*The task:*
Repeat the entries beneath in their entirety, precisely as given.

_ _ _ _ _ _ _

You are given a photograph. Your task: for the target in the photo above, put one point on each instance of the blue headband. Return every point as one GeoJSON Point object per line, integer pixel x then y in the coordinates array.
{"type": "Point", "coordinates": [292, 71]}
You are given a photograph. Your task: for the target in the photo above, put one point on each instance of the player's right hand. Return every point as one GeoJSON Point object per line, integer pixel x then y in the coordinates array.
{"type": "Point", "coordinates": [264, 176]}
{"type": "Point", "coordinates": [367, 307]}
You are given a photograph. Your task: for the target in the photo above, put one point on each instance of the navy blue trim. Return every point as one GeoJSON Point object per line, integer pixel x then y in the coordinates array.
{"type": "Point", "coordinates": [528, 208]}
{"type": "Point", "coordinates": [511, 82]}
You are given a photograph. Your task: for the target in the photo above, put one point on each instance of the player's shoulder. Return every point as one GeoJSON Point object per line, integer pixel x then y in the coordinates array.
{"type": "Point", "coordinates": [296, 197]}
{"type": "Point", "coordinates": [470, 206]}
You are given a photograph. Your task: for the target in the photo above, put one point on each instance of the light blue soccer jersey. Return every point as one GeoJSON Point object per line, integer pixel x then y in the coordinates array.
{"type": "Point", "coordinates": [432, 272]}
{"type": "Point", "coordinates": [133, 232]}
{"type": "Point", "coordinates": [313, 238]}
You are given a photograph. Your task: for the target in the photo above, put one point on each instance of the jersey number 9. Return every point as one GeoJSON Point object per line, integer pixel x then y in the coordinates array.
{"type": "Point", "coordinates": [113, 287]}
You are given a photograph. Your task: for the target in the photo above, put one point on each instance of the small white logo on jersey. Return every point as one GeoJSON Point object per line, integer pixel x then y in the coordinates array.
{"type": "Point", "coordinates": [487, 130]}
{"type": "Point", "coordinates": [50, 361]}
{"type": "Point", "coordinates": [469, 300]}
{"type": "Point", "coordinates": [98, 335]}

_ _ _ _ _ _ _

*Task answer:*
You are given a photograph. Your task: for the target in the photo above, put one point on each instance of the blue headband. Return every point as one GeoJSON Point object per line, integer pixel x then y in the coordinates array.
{"type": "Point", "coordinates": [292, 71]}
You are given a photograph. Your task: for the target in the photo above, put one point on each instance of the player's right hand. Return every point as one GeoJSON Point object per line, integer pixel x then y in the coordinates array.
{"type": "Point", "coordinates": [264, 176]}
{"type": "Point", "coordinates": [367, 307]}
You are given a photograph. Your task: for the target in the photo above, put one point on each instance of the navy blue trim. Return every point as one GeoJSON Point object per line, integer pixel x then y in the coordinates array.
{"type": "Point", "coordinates": [528, 208]}
{"type": "Point", "coordinates": [511, 82]}
You are given a photograph. Your task: for the target in the photo above, put one point on each instance of the player's shoulder. Return every point as one GeoJSON Point object per line, integer pixel x then y in the coordinates array.
{"type": "Point", "coordinates": [296, 197]}
{"type": "Point", "coordinates": [470, 206]}
You are given a photograph. Your task: for the target in the photo above, put one point on each instance of the light blue soccer jersey. Return every point as one GeoJSON Point object per line, integer pixel x then y in the coordinates array.
{"type": "Point", "coordinates": [432, 272]}
{"type": "Point", "coordinates": [133, 232]}
{"type": "Point", "coordinates": [313, 238]}
You are given a photograph. Your task: for the target in the photo above, put one point on each instance of the jersey number 9. Return every point as one GeoJSON Point object per line, integer pixel x then y in the coordinates array.
{"type": "Point", "coordinates": [113, 287]}
You are given a photograph. Your task: for the target in the photo above, put one point on each instance of the small white logo on jersey. Return every point as one GeoJSON Point object per line, integer pixel x then y in the coordinates array.
{"type": "Point", "coordinates": [487, 130]}
{"type": "Point", "coordinates": [50, 361]}
{"type": "Point", "coordinates": [469, 300]}
{"type": "Point", "coordinates": [98, 335]}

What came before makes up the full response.